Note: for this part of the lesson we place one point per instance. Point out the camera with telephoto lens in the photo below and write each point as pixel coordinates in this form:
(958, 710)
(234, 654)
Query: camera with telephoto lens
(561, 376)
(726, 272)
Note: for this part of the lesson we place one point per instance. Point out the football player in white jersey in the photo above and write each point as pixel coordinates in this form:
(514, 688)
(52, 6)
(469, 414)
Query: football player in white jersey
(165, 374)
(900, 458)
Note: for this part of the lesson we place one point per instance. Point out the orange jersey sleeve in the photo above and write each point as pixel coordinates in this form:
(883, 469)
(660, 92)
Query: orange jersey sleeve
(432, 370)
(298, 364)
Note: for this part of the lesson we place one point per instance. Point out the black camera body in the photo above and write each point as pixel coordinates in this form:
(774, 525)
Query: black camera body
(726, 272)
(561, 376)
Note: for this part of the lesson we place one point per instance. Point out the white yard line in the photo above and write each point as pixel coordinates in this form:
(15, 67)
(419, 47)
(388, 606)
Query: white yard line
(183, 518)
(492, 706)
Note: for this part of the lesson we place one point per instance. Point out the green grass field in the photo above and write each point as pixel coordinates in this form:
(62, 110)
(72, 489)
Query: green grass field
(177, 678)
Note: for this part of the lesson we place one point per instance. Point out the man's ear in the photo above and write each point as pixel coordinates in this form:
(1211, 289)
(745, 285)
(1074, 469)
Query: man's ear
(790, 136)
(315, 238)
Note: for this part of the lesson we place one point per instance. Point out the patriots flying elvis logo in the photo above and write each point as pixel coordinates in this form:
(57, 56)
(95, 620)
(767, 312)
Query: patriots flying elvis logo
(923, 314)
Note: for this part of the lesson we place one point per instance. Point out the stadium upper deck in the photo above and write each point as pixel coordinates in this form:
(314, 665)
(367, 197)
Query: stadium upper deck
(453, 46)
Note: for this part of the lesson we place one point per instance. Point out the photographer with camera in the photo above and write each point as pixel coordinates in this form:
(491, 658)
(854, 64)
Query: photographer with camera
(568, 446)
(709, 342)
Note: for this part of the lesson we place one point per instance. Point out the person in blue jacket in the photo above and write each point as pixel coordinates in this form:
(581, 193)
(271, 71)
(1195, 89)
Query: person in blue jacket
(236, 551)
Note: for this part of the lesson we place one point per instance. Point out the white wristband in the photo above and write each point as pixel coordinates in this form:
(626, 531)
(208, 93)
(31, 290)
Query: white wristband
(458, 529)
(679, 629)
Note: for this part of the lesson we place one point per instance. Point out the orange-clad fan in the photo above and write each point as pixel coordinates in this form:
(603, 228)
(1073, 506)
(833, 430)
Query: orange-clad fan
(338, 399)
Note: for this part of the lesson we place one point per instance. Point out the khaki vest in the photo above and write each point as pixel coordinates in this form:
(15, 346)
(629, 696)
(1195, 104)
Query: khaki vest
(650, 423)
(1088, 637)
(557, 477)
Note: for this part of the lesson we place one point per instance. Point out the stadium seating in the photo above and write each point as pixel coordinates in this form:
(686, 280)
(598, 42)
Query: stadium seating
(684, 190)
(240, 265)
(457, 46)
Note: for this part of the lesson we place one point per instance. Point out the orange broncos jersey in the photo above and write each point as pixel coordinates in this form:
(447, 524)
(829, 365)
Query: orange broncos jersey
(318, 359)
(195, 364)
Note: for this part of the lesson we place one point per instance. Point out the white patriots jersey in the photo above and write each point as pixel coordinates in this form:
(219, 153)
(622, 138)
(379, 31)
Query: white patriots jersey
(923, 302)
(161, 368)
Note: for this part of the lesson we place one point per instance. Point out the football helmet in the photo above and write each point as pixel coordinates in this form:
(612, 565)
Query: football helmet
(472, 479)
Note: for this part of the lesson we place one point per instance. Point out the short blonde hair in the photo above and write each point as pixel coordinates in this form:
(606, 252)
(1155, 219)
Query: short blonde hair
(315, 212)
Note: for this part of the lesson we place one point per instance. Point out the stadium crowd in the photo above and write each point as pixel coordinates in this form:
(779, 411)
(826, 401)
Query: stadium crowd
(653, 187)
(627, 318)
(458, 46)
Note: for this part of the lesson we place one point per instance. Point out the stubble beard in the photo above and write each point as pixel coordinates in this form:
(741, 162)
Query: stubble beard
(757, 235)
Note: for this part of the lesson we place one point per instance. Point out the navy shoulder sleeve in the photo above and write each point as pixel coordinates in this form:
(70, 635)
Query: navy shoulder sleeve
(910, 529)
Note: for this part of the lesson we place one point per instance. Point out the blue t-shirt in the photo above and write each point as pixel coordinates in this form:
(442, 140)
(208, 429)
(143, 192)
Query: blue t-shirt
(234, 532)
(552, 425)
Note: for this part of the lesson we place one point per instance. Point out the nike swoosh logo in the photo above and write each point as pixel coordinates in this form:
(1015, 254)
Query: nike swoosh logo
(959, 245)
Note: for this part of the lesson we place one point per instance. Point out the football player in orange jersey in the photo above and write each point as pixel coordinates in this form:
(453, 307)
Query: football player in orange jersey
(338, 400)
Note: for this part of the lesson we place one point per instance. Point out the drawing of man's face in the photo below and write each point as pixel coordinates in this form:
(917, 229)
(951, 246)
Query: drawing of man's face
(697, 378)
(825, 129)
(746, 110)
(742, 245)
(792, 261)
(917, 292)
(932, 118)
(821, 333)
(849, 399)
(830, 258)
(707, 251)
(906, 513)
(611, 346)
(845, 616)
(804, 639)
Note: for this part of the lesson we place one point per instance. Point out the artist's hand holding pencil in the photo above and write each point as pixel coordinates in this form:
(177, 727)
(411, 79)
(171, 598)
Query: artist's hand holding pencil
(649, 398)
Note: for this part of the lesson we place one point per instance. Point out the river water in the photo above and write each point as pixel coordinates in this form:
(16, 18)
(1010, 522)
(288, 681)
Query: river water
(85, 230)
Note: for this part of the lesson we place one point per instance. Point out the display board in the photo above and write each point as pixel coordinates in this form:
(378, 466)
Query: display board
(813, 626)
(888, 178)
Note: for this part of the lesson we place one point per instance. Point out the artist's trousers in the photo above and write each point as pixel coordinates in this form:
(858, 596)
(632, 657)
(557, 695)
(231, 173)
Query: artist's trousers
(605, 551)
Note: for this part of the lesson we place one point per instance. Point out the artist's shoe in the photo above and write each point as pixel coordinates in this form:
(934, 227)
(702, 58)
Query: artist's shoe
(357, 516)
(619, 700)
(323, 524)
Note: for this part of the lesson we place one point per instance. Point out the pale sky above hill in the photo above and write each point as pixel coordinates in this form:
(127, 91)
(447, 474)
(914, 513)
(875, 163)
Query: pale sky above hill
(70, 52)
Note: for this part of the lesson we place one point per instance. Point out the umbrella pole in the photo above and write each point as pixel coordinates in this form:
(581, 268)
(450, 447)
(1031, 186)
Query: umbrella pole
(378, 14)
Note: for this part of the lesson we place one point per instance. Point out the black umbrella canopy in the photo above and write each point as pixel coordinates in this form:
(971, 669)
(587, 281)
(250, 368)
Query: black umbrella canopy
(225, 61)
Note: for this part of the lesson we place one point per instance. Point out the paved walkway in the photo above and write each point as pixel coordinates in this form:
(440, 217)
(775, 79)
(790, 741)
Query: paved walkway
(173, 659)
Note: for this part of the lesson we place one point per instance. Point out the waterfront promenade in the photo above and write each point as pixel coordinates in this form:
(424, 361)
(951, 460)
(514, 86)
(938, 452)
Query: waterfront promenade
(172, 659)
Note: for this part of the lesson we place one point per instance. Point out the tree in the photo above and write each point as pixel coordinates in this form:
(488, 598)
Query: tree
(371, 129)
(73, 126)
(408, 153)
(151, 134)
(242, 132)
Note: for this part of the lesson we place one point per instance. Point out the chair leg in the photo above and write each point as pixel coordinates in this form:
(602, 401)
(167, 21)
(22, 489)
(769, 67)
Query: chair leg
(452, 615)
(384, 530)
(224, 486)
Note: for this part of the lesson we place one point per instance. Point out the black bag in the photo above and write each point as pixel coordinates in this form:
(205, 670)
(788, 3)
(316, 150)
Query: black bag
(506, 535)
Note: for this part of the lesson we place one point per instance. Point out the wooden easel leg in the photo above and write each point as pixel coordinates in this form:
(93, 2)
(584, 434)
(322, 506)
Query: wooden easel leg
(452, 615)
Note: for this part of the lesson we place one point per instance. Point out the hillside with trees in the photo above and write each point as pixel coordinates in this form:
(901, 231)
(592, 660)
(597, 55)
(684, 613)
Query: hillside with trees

**TASK TO CARRY OUT**
Output the data exactly, from the first line through the line that holds "(1211, 289)", so that no later line appears.

**THE ANSWER**
Note: for this part of the lesson we place one point per instance. Point out the camera with telephoto lens in the photo below and write each point as pixel coordinates in this form:
(958, 710)
(234, 654)
Query: camera with telephoto lens
(561, 376)
(726, 272)
Note: for this part of the lesson we place one point per instance. Point out the football player in white jersey in the photo above and write each point as pixel coordinates in this form:
(514, 688)
(52, 6)
(469, 414)
Query: football player in white jersey
(165, 374)
(900, 458)
Note: for this part of the lesson we place one point per instance. Point out the orange jersey sleeve in the photo above and write each point as pixel coordinates in this form:
(883, 469)
(660, 92)
Query: orange jersey sleeve
(432, 370)
(298, 364)
Note: for this part of the lesson we place one point per instance. Point out the black camera body in the photo above and write each point as pixel coordinates in this form:
(774, 525)
Query: black camera body
(726, 272)
(561, 376)
Note: for this part of the lesson we place one point per instance. Point out the white yard line in the photo above and write each point as pixel coordinates in this form:
(15, 67)
(419, 47)
(388, 606)
Query: white yard line
(183, 518)
(492, 706)
Note: for this part of the lesson we place one point per instance. Point out the green grass field in the photo above and write each point as pixel coordinates in this form:
(62, 110)
(72, 489)
Query: green grass field
(177, 678)
Note: for this part of the lesson we place one point per instance. Point out the man's ear in the photo above and write each point as pixel coordinates in this form:
(1211, 289)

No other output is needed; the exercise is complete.